→ ACTION ITEM:
Determine how many lines below include the string "tree". Reply with the number only.

Extracted data entries:

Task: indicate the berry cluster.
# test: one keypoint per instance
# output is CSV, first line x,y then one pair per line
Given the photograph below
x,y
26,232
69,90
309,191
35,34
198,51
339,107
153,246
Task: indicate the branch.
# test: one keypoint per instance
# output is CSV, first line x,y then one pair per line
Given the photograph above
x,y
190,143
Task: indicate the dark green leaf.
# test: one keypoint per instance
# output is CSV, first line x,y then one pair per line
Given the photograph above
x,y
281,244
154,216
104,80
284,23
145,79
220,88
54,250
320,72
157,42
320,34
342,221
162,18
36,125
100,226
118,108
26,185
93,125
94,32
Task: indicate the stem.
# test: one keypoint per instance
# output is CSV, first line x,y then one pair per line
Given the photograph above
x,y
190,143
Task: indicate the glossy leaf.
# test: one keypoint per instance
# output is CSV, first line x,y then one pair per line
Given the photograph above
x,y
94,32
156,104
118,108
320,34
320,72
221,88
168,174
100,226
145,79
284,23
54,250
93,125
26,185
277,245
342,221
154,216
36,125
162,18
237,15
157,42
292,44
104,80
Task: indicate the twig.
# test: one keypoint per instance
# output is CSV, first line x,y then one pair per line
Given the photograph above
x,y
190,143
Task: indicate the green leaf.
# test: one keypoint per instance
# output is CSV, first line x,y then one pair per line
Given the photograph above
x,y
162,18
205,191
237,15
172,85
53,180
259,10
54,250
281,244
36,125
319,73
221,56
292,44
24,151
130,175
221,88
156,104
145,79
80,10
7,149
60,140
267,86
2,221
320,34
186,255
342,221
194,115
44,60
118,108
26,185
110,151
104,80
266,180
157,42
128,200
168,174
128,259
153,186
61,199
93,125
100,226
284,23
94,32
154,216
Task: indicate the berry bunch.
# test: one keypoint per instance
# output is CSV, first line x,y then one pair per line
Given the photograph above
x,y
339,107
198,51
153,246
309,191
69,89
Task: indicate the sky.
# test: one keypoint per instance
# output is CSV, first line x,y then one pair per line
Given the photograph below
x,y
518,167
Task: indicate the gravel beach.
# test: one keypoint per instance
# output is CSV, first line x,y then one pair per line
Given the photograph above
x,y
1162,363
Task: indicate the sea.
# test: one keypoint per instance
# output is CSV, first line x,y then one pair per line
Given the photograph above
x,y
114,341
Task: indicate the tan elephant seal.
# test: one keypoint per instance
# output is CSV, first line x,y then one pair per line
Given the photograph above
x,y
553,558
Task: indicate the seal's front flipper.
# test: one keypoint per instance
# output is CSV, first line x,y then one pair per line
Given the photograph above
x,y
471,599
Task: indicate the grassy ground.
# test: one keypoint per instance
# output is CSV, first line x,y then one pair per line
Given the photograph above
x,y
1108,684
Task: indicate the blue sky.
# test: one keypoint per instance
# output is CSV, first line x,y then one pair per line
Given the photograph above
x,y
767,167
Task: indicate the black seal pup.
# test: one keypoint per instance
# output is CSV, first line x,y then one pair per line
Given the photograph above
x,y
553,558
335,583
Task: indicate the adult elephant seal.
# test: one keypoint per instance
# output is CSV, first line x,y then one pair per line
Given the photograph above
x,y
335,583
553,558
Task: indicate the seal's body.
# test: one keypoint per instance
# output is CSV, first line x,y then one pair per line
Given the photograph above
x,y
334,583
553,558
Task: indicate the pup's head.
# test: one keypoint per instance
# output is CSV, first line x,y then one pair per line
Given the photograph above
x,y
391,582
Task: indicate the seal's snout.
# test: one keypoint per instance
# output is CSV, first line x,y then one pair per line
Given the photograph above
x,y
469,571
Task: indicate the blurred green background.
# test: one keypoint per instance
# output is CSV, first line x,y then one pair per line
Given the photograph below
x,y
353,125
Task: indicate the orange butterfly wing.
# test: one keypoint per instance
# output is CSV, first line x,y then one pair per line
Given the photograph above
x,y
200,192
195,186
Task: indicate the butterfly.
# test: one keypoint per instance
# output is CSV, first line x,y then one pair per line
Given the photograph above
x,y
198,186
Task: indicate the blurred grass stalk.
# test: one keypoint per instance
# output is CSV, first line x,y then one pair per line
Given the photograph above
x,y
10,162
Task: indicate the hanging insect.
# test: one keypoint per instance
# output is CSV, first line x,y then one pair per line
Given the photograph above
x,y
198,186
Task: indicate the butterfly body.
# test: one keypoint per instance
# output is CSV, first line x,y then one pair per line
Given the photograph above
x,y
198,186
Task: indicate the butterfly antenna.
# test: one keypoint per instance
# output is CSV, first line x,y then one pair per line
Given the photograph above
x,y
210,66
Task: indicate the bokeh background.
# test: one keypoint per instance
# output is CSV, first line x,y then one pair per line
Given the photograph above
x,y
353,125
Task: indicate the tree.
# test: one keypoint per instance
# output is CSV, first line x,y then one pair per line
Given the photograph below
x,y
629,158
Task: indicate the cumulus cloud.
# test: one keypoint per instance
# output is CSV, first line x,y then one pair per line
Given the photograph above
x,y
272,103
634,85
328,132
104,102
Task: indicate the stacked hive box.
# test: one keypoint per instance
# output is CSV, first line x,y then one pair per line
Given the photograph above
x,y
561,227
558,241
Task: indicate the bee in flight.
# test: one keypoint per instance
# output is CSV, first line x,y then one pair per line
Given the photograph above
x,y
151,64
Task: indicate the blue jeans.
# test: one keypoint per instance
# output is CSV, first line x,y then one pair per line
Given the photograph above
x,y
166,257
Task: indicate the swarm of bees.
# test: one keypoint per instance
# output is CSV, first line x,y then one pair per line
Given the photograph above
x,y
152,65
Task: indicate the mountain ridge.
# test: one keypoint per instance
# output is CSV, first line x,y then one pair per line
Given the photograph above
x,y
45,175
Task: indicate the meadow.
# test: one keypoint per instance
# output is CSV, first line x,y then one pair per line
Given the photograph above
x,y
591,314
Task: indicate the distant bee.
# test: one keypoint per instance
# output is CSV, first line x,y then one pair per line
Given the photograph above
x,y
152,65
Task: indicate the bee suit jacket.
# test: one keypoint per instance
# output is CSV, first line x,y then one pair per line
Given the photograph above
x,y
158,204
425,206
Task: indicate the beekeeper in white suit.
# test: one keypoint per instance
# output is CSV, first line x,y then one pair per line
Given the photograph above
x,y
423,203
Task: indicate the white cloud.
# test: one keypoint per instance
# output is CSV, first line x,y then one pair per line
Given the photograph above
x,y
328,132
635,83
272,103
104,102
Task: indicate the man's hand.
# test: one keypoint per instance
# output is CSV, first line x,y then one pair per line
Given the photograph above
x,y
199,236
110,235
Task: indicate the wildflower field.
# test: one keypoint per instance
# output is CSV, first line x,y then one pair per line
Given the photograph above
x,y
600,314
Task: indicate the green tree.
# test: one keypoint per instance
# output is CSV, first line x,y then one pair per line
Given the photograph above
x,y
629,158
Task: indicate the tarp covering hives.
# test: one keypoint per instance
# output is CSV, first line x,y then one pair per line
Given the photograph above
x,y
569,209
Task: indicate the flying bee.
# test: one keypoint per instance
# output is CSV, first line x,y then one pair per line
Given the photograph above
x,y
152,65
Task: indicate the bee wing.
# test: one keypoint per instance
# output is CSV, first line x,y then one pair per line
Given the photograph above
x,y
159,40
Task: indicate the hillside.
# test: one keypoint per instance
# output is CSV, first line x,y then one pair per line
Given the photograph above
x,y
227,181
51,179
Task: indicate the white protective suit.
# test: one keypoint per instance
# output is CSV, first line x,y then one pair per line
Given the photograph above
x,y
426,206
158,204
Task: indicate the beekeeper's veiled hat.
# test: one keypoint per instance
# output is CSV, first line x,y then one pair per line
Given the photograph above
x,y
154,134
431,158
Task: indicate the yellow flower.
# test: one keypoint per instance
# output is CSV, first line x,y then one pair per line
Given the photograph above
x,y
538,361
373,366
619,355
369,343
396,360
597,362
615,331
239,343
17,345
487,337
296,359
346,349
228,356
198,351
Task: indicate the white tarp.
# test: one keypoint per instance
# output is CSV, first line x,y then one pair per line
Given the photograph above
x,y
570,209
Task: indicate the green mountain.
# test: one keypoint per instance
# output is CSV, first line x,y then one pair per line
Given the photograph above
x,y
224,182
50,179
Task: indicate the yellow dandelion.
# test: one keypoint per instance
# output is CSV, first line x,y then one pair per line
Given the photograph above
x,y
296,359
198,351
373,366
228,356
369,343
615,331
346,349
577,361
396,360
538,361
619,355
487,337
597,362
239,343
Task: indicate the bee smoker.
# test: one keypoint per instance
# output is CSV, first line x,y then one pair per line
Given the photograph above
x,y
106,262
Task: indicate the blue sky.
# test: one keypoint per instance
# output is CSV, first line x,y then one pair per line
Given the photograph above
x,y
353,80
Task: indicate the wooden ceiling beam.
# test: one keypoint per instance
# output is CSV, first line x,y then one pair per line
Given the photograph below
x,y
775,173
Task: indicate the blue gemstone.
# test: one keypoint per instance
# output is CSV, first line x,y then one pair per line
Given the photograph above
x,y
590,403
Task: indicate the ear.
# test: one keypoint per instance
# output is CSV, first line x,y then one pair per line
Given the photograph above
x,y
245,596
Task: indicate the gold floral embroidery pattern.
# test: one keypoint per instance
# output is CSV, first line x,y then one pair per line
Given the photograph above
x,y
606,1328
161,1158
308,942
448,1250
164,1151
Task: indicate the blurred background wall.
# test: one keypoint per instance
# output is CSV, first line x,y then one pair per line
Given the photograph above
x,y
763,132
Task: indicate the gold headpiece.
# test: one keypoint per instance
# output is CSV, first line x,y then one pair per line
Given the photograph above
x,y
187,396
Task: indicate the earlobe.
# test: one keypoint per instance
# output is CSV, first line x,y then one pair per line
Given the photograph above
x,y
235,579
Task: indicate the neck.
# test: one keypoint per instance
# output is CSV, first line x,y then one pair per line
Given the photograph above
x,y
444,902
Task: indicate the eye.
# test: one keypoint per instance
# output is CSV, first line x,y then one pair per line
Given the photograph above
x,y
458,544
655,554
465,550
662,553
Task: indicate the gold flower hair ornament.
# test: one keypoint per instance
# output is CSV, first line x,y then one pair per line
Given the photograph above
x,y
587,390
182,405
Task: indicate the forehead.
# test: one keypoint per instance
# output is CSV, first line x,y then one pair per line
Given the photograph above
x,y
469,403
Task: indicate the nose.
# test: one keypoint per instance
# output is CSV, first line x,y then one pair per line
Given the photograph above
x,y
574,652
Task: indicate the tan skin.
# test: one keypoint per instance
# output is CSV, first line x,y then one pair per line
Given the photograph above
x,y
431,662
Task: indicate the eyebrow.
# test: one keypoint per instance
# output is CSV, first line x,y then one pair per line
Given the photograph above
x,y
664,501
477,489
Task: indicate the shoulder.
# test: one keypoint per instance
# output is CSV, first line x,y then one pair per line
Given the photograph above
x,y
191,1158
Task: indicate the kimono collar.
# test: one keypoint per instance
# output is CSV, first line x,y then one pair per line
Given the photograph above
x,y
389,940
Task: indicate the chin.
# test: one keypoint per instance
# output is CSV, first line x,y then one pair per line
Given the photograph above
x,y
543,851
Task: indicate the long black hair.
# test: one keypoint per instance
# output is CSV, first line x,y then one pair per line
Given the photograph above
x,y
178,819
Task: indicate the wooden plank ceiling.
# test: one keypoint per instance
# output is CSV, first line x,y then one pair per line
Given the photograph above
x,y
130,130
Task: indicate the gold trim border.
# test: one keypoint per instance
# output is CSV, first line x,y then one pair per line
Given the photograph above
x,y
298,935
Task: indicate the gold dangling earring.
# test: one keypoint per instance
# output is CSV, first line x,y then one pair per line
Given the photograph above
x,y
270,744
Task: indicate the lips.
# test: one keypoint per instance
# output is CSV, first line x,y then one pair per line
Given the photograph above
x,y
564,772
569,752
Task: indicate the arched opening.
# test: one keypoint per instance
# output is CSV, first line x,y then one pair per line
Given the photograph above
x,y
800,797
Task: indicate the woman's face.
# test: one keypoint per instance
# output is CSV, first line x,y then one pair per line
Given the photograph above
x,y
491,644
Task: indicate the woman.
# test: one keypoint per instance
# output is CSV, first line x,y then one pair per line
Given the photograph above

→ RESPONSE TO THIS EXERCISE:
2